(Records excerpted from a collection)
'''

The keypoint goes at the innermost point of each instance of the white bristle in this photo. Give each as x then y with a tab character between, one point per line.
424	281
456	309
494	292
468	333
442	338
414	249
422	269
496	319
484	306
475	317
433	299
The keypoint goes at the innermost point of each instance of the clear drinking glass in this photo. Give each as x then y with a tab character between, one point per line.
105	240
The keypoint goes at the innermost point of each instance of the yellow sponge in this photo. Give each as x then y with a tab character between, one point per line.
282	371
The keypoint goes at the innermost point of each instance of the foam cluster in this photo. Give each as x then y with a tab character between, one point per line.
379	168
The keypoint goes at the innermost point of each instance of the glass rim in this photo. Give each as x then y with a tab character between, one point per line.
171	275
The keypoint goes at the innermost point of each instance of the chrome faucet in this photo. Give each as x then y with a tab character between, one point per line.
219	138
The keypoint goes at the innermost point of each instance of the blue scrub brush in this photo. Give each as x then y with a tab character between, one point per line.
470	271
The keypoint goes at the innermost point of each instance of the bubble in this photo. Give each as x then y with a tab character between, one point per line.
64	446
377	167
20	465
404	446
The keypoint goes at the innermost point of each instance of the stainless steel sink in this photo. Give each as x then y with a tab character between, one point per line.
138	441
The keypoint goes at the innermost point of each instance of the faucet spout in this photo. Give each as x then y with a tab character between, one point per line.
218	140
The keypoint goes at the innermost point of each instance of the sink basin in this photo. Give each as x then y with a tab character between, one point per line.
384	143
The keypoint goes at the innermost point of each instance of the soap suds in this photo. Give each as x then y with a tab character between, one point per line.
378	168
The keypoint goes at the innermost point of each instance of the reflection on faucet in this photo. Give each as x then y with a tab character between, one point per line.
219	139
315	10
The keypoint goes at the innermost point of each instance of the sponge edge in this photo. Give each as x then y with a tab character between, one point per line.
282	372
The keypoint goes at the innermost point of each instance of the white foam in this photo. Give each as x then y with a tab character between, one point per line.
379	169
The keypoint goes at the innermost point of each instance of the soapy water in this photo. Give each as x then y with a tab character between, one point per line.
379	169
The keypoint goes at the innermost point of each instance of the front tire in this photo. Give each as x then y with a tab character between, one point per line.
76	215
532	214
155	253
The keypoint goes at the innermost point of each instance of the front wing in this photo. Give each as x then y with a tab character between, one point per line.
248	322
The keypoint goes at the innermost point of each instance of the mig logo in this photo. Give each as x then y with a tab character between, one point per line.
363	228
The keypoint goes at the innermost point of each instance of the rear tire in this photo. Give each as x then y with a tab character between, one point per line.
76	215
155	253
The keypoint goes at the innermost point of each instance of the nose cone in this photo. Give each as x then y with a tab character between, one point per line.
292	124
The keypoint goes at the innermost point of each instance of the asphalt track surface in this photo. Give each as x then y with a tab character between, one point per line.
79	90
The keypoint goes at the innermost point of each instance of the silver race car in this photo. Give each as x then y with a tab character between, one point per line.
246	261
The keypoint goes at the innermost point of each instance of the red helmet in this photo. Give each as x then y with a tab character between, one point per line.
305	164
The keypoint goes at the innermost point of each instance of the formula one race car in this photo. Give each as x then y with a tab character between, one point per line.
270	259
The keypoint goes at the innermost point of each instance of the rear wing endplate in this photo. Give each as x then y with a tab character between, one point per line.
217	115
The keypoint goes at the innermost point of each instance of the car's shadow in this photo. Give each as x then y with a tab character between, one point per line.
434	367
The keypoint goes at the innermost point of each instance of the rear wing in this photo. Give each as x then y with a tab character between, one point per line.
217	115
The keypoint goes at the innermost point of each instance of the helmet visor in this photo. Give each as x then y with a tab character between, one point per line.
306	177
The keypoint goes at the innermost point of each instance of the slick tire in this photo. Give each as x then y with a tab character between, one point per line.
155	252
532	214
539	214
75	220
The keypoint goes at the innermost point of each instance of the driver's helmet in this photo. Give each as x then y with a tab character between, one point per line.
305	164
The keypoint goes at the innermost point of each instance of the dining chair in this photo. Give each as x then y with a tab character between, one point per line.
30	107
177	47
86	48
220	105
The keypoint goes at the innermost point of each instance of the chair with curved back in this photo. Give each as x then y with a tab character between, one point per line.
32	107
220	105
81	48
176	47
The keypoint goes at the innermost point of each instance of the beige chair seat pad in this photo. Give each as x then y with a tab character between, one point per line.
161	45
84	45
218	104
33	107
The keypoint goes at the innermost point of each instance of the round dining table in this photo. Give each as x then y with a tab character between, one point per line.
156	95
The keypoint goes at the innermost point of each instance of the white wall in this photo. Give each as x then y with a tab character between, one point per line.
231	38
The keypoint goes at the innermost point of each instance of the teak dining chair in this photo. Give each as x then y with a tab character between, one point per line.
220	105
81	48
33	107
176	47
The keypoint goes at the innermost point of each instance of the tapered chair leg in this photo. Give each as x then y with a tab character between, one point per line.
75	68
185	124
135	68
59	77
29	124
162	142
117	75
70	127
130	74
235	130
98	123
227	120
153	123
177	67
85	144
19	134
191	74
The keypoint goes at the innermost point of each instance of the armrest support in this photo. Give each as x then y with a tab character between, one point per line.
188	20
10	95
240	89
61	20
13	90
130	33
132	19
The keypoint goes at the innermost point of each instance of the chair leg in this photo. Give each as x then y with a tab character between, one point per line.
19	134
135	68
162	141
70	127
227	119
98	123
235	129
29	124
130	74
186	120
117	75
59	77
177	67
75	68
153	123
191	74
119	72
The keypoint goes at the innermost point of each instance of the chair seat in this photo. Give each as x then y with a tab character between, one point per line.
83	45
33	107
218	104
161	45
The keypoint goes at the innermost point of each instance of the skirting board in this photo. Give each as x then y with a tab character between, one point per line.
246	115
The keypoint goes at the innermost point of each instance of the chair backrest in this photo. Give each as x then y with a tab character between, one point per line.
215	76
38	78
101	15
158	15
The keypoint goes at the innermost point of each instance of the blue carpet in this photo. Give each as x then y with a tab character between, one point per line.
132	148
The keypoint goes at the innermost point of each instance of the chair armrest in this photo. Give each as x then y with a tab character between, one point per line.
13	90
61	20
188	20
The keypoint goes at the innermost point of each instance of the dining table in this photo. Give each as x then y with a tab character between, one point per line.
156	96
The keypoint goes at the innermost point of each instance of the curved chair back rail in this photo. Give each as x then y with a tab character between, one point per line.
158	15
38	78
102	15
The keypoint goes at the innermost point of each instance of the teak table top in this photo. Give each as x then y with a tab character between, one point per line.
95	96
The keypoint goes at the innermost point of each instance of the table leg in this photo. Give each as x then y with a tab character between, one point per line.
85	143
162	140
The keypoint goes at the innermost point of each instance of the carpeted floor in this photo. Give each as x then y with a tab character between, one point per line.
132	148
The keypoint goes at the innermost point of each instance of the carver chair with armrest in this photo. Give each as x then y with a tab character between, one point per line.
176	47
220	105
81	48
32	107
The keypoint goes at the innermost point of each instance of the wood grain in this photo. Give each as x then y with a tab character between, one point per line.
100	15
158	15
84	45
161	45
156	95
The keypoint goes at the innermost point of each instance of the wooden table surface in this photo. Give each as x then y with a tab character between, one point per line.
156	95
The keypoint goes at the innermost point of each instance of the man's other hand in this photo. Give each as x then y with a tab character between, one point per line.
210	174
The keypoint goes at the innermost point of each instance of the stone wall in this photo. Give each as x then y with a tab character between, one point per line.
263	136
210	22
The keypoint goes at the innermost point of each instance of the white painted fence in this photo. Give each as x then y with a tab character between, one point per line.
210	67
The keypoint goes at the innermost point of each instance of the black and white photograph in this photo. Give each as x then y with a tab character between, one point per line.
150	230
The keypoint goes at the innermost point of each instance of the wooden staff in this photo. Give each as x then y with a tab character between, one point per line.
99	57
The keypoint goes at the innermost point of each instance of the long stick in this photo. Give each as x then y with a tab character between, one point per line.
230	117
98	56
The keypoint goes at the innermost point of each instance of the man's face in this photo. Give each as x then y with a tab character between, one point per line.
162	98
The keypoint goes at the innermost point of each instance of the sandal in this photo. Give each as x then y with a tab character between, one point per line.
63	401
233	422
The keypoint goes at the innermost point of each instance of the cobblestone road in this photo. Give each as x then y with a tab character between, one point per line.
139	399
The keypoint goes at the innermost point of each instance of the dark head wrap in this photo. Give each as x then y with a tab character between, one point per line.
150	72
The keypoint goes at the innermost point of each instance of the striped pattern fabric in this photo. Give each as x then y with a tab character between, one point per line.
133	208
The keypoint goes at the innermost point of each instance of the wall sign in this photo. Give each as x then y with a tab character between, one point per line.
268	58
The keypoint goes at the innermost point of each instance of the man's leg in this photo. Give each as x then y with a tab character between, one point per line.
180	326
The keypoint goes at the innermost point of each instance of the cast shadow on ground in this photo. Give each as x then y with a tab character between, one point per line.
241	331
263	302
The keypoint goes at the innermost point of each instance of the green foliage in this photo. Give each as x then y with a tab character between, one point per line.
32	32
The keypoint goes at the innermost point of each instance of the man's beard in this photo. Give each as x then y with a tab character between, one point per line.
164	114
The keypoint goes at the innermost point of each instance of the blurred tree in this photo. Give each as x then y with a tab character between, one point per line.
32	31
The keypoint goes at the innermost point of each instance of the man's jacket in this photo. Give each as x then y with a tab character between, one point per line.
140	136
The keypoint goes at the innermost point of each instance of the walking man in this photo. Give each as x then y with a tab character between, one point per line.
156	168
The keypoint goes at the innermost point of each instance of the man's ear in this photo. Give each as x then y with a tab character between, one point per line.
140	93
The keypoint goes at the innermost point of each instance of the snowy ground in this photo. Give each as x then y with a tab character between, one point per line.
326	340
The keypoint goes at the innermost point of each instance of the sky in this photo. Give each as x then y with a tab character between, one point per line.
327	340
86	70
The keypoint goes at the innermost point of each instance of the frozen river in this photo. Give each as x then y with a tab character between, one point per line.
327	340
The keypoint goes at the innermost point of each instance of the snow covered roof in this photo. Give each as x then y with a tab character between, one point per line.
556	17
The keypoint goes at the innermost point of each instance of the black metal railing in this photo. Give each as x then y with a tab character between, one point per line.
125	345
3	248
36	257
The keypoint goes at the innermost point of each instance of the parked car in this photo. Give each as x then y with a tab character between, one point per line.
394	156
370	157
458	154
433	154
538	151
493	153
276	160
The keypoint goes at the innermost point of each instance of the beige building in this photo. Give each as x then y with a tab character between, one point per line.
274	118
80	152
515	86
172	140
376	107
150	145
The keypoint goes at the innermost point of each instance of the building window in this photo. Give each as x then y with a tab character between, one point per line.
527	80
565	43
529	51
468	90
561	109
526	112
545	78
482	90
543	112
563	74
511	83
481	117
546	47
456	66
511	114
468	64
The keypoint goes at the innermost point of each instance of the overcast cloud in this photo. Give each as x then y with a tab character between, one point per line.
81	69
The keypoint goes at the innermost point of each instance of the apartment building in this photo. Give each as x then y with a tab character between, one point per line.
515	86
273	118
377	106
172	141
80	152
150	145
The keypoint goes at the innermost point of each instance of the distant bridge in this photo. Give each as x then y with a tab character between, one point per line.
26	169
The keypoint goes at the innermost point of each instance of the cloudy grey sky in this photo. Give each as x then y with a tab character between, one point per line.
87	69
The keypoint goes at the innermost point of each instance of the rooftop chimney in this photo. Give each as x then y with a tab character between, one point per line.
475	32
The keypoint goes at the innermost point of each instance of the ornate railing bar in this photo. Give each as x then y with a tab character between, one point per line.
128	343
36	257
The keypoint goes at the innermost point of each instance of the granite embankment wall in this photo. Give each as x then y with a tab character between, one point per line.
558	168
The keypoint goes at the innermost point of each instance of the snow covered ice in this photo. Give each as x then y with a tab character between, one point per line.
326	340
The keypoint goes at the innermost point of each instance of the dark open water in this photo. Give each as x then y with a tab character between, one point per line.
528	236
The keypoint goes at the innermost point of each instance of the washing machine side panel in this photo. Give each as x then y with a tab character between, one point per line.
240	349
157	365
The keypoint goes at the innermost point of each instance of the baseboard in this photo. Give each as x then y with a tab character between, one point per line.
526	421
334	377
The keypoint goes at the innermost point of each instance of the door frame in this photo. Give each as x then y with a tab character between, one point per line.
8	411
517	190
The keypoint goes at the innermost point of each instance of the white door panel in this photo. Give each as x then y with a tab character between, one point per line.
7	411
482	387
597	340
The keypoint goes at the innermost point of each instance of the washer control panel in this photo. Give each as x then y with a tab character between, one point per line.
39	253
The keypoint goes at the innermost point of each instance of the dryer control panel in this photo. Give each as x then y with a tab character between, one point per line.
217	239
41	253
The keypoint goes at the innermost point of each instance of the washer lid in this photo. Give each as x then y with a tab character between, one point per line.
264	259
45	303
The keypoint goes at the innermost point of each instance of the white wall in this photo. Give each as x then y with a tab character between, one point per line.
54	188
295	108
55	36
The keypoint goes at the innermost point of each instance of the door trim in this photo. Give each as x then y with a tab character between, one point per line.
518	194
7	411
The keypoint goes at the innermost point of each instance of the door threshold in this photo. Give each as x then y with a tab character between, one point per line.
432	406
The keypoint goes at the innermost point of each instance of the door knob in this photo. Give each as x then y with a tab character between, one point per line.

'''

## Directive
In the records above, return only the line that contains "the door trim" and every line after it through the last, exactly as they appear.

## Result
The keypoint goes at the innermost point of each instance of the door trim in this photo. Give each as x then y with a tab character between, one point per line.
518	194
7	411
The keypoint goes at the innermost point of each instance of the door threshold in this photo. Give each as x then y with a tab character between, one point per line.
432	406
The keypoint goes at the innermost point of each instance of the door knob in this photo. Give each as x then y with a tab character between, one point per line.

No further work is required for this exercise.